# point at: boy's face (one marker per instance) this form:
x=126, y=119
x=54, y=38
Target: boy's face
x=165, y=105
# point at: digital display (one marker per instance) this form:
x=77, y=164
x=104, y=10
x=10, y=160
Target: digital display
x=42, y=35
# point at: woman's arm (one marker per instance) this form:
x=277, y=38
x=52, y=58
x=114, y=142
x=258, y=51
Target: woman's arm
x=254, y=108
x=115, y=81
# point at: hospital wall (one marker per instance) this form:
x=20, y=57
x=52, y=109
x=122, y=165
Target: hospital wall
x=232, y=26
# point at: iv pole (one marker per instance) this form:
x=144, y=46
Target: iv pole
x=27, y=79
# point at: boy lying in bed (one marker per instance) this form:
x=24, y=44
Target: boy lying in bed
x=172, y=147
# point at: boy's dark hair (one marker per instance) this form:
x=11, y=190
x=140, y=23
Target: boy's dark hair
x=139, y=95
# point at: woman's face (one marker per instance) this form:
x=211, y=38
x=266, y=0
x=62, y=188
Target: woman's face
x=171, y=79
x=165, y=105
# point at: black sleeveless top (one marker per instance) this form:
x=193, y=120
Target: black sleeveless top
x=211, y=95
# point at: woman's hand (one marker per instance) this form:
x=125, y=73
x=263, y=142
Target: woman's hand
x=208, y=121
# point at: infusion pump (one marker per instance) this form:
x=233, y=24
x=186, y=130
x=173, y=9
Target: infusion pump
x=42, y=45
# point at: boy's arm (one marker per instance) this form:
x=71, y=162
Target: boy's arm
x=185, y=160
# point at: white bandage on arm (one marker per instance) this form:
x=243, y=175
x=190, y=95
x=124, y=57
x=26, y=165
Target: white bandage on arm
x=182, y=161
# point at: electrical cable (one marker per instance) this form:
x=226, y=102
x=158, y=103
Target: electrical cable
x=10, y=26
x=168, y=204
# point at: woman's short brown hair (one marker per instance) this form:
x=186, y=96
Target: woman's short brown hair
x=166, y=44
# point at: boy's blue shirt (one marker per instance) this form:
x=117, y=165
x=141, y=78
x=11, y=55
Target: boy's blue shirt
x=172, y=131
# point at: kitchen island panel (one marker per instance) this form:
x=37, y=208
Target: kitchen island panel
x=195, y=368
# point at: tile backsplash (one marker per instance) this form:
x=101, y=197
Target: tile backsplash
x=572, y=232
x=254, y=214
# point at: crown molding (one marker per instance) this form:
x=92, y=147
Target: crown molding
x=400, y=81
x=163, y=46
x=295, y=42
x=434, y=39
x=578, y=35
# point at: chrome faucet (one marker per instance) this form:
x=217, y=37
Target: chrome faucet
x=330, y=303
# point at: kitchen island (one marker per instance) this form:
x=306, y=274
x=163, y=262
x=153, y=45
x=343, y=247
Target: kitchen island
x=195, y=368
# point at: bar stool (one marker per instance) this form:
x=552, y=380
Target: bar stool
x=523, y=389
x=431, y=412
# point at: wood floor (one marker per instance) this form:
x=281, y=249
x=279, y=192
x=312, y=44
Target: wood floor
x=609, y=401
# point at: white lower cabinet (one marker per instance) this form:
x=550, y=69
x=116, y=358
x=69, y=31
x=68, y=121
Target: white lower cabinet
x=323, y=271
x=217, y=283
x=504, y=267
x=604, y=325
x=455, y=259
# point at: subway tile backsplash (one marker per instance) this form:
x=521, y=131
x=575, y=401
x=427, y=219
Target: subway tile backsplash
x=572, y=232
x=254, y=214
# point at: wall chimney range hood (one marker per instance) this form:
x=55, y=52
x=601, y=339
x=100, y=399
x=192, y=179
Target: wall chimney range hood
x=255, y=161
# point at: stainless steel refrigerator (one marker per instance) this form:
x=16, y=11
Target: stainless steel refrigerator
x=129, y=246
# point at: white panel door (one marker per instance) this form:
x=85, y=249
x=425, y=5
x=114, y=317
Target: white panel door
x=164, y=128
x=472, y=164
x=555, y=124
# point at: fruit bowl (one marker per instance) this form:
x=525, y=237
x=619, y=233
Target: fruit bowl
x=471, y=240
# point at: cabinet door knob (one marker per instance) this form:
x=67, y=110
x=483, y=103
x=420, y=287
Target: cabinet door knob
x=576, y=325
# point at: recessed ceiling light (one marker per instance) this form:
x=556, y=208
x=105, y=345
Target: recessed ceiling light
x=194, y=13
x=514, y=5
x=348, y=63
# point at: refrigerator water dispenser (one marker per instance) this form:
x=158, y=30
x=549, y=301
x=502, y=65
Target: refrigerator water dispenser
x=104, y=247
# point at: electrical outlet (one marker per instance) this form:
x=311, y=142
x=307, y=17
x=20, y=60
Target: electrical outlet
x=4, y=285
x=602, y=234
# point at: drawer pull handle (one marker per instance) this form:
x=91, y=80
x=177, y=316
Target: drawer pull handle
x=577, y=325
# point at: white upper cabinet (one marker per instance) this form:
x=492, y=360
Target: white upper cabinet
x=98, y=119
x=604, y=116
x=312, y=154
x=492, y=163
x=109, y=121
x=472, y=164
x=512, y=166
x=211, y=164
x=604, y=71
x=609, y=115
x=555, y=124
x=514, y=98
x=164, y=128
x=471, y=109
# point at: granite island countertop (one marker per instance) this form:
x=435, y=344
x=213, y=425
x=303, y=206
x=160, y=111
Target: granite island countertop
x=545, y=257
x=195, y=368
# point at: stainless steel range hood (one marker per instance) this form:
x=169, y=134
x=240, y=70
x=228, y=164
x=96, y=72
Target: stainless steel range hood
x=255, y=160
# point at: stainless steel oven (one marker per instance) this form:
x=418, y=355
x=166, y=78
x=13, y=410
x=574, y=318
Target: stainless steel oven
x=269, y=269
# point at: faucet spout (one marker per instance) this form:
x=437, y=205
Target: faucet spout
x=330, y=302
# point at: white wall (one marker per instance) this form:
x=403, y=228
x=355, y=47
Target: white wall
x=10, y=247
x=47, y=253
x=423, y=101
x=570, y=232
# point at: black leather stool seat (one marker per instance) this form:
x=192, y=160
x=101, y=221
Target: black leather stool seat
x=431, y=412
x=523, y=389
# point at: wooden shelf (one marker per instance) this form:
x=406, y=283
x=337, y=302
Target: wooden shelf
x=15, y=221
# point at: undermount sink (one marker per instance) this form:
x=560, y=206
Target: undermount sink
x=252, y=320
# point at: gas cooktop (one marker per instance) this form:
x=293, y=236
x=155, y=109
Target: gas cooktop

+ + +

Required work: Find the string "cooktop" in the entries above and return each line that holds it.

Response to the task:
# point at: gas cooktop (one marker per instance) this form:
Target: gas cooktop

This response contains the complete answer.